Reproduce every line of the rows below, requests included, multiplying each bounding-box coordinate in the answers by 1.1 and rounding to a whole number, halves up. Leave all numbers in the requests and their sample output as they are.
···
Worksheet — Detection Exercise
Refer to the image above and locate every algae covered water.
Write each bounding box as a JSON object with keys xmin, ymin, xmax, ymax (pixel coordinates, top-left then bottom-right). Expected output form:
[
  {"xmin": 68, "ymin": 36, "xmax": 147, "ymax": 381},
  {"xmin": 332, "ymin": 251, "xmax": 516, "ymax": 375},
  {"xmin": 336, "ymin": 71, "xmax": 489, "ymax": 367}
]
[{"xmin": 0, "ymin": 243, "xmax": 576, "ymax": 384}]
···
* _Solution to this problem_:
Worksheet — Detection Exercise
Refer to the image above and locate every algae covered water.
Write each bounding box as a JSON object with keys xmin, ymin, xmax, ymax (pixel coordinates, top-left then bottom-right). Expected output form:
[
  {"xmin": 68, "ymin": 36, "xmax": 147, "ymax": 381},
  {"xmin": 332, "ymin": 251, "xmax": 516, "ymax": 375},
  {"xmin": 336, "ymin": 71, "xmax": 489, "ymax": 367}
]
[{"xmin": 0, "ymin": 267, "xmax": 634, "ymax": 422}]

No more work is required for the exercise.